PASSAGE

**********

The Ambassador is a British television drama series produced by the BBC and created by Hugh Costello.

The series starred Pauline Collins in the title role as Harriet Smith, the new British ambassador to Ireland and dealt with the personal and professional pressures in her life, as well as wider political themes. Other notable cast members were Denis Lawson and Peter Egan.

Cast and characters

Main
 Pauline Collins as Harriet Smith, the British Ambassador to Ireland. Harriet continually tries to maintain the pressures of her personal and private life whilst trying to move on from her guilt regarding the murder of her husband, David, who was killed by a car bomb intended for Harriet.
 Denis Lawson as John Stone, Commercial Attaché for the British Ambassador to Ireland and a clandestine operative for MI6. He is affectionately nicknamed "Spook" by Harriet.

Recurring
 Owen Roe as Kevin Flaherty, the Minister for External Affairs.
 William Chubb as Stephen Tyler, the Deputy British Ambassador to Ireland.
 Tom Connolly as Sam Smith, the 13-year-old son of Harriet Smith.

**********

MATERIAL SUPPLIED
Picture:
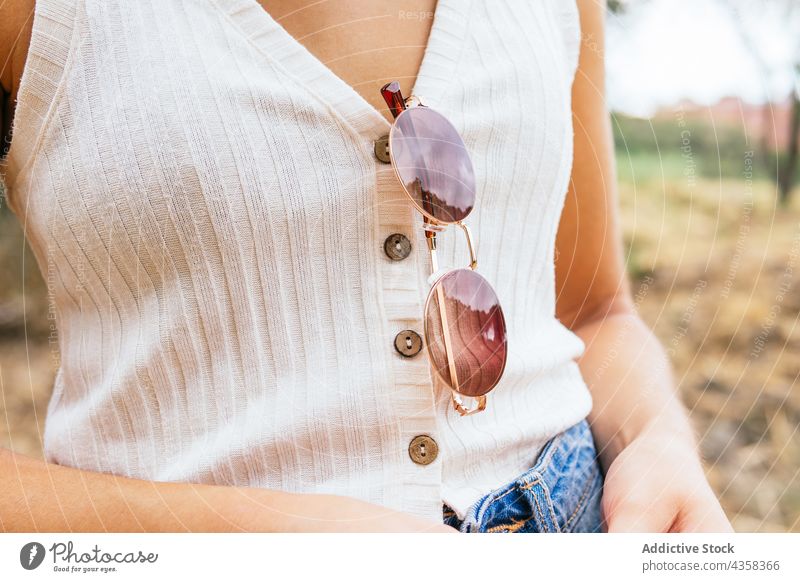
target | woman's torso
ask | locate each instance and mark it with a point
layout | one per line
(203, 197)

**********

WHAT IS BEING ASKED
For each statement, say whether it agrees with the passage on The Ambassador, answering yes or no and quoting the passage's deciding words: (a) Harriet Smith's husband died in a car bomb meant for her. (b) Stephen Tyler serves as Commercial Attaché. (c) Sam Smith is 13 years old. Nothing in the data is needed here.

SOLUTION TO THIS PROBLEM
(a) Yes: "the murder of her husband, David, who was killed by a car bomb intended for Harriet."
(b) No: "William Chubb as Stephen Tyler, the Deputy British Ambassador to Ireland."
(c) Yes: "Sam Smith, the 13-year-old son of Harriet Smith."